_Written instruction_: Gather every line in the entries below that contains the string "Please", and copy each one.
──────── Information given ────────
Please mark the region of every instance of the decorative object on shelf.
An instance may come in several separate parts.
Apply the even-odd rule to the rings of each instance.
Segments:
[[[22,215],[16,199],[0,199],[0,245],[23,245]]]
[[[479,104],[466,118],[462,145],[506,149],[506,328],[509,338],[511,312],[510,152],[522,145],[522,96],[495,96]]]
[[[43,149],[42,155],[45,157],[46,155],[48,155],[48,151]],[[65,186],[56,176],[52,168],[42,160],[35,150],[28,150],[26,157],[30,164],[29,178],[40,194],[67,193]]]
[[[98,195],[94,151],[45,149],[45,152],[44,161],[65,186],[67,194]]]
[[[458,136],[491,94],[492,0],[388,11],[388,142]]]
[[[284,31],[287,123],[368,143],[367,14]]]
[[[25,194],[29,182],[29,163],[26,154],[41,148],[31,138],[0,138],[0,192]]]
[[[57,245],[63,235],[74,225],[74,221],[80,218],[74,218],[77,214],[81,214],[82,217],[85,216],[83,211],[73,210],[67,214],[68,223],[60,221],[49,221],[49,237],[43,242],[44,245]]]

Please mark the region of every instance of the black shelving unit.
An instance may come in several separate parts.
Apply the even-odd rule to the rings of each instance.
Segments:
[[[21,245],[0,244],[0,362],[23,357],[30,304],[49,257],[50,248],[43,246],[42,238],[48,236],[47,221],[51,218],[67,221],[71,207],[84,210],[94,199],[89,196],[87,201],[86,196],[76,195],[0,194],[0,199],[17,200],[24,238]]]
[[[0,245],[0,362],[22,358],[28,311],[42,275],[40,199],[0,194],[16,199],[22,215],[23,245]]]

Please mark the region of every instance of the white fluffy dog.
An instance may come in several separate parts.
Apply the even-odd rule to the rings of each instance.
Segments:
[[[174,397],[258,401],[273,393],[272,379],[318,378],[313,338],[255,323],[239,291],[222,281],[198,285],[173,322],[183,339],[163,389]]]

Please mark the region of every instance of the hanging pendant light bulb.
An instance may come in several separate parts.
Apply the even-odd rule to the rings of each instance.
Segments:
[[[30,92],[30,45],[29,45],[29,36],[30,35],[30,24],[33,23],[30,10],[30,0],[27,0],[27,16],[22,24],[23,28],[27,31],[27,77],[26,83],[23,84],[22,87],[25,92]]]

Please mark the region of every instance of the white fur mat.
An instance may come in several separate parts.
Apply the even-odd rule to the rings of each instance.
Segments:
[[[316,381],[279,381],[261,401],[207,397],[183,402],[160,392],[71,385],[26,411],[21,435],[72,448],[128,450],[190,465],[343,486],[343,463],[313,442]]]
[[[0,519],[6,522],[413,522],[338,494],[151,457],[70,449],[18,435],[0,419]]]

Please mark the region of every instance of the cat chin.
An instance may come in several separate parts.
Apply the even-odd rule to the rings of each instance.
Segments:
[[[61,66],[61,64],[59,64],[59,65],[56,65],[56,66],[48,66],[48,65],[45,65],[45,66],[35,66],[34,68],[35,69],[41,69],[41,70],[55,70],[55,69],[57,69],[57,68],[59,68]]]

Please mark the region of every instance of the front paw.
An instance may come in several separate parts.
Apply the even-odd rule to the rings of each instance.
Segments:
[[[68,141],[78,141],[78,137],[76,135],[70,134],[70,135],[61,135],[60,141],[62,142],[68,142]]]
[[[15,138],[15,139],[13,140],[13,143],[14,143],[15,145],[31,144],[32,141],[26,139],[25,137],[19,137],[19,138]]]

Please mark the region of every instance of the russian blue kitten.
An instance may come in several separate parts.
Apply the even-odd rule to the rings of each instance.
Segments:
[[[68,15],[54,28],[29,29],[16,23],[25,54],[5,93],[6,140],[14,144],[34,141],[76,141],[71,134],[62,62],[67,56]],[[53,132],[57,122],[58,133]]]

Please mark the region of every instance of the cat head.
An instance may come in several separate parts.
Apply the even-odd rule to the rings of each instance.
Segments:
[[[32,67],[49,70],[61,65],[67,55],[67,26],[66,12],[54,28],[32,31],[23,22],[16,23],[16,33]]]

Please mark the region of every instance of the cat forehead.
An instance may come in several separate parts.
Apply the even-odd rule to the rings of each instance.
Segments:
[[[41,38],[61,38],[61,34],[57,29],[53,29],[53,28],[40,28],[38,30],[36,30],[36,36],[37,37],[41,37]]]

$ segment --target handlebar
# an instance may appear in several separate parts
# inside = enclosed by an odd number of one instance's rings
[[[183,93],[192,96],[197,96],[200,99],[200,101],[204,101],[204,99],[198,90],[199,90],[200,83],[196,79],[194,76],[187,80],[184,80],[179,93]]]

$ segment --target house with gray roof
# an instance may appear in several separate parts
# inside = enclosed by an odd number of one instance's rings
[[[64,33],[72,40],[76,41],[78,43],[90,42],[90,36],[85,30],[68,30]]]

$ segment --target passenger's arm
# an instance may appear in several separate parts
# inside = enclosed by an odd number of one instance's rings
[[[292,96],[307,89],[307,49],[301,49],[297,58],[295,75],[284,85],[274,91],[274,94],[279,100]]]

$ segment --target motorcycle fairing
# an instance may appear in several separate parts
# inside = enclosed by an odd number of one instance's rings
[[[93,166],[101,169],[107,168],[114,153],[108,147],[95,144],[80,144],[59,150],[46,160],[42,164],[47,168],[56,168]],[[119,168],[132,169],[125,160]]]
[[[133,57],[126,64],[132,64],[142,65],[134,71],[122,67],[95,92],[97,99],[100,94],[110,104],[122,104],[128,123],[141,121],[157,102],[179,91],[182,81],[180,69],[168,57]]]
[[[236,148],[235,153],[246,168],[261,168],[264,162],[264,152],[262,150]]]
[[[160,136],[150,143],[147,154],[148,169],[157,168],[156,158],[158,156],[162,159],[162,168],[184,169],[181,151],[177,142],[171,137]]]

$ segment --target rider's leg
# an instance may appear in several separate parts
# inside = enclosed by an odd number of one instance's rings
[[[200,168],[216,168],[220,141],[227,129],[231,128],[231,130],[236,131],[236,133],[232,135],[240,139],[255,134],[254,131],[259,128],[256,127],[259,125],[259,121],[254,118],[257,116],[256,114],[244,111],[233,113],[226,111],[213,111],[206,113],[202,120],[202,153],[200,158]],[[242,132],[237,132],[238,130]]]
────────
──────── Information given ────────
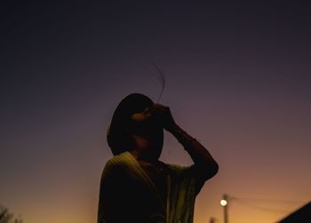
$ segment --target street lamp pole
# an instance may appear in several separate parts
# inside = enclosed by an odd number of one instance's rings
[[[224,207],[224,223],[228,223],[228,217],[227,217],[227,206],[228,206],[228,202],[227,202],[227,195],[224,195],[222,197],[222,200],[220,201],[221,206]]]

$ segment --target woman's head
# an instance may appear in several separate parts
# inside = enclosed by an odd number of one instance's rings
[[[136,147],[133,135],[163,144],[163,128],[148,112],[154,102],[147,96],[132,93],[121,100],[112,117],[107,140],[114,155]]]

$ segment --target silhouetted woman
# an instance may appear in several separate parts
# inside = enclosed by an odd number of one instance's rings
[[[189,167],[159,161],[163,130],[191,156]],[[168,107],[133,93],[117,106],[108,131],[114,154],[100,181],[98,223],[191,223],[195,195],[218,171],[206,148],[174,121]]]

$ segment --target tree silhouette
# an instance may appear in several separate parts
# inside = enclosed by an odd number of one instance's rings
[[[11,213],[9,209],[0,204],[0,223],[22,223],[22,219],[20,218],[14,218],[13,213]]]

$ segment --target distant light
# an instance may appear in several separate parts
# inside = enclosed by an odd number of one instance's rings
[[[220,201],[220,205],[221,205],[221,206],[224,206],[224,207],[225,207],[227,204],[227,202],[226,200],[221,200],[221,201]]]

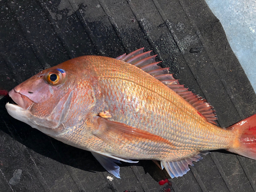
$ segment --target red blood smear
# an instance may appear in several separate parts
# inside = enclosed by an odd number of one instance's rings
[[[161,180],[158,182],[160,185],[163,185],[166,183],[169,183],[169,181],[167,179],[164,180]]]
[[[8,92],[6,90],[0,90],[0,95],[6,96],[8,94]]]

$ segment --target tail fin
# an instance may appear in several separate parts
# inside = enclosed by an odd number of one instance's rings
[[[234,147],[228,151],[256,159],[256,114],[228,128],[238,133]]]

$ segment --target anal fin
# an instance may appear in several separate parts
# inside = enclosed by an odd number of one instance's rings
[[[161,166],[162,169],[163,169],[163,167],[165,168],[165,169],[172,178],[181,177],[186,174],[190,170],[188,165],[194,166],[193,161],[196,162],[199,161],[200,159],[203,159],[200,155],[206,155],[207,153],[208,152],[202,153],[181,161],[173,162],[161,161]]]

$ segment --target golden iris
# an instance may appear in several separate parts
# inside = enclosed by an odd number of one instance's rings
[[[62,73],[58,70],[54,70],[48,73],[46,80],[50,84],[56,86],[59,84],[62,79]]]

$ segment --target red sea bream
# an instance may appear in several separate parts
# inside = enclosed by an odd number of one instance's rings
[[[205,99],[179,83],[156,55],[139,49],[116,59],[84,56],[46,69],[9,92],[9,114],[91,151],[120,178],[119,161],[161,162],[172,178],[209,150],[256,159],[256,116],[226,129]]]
────────
_Answer to this task_:
Please mark the region of every instance of the decorative object on shelf.
Please mark the region of every instance of the black shelving unit.
Please mark the region of every instance of the white fluffy dog.
Please mark the region of every instance of the hanging pendant light bulb.
Please mark the region of every instance of the white fur mat.
Please mark the region of every instance of the cat chin.
Please mark the region of every instance of the front paw.
Please mark the region of every instance of the russian blue kitten.
Please mark the region of every instance of the cat head.
Please mark the region of every instance of the cat forehead.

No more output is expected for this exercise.